■ Text under study ■

• • •

Chief of Staff of the IRA
- In office 1944–1945
- Preceded by: Charlie Kerins
- Succeeded by: Patrick Fleming

Personal details
- Born: 1916
- Died: April 1989 (appr. 73 years of age)

Military service
- Branch/service: Irish Republican Army (1922–1969)

= Harry White (Irish republican) =

Irish republican paramilitary

Harry White (1916 - April 1989) was an Irish republican paramilitary. Between 1935 and 1941 White was arrested multiple times and imprisoned in Crumlin Road Jail, Mountjoy Jail, Arbour Hill Prison and the Curragh Camp.

==Early life==
Born in Belfast, White worked as a plumber, and joined the Irish Republican Army (IRA) at an early age, being imprisoned several times during the 1930s. He travelled to England to take part in the IRA's "S-Plan" bombing campaign of 1939 to 1940, then returned to Dublin to pass his bomb-making skills onto new recruits, including Brendan Behan. He then returned to become the IRA's Manchester Operations Officer but, after a bomb he was working on went off in the flat he was renting, he fled to Glasgow, then back to Ireland.

==The IRA in the 1940s==
Shortly after returning to Ireland, White was arrested while giving a lecture on explosives in County Offaly, and was interned at the Curragh Camp. The republican prisoners were split into two groups, one led by Pearse Kelly, and the other by Liam Leddy. White was unhappy with the situation and refused to take sides. Shortly after his arrival, IRA Chief of Staff Seán McCool was also interned, and was concerned that the locations of many of the IRA's arms caches were known only to him. He asked White to get the information to the new leadership, by "signing out": declaring that he was no longer involved with a paramilitary group. White refused as doing so would be breaking IRA orders, but McCool persisted, suggesting that he could resign from the army before signing out, thereby not contravening IRA rules. Once released, he immediately rejoined the IRA and passed on the information; he was also made IRA Quartermaster General by Chief of Staff Charlie Kerins. However, he was suspected of involvement in the killing of a police officer, Dinny O'Brien, something which he always denied, and had to go on the run.

• • •

According to the article on Harry White, who made White IRA Quartermaster General? Rely only on the article on Harry White.

■ Raw data ■

• • •

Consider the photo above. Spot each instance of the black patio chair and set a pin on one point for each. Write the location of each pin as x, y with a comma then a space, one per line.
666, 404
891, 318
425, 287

• • •

■ Answer for this exercise ■
Chief of Staff Charlie Kerins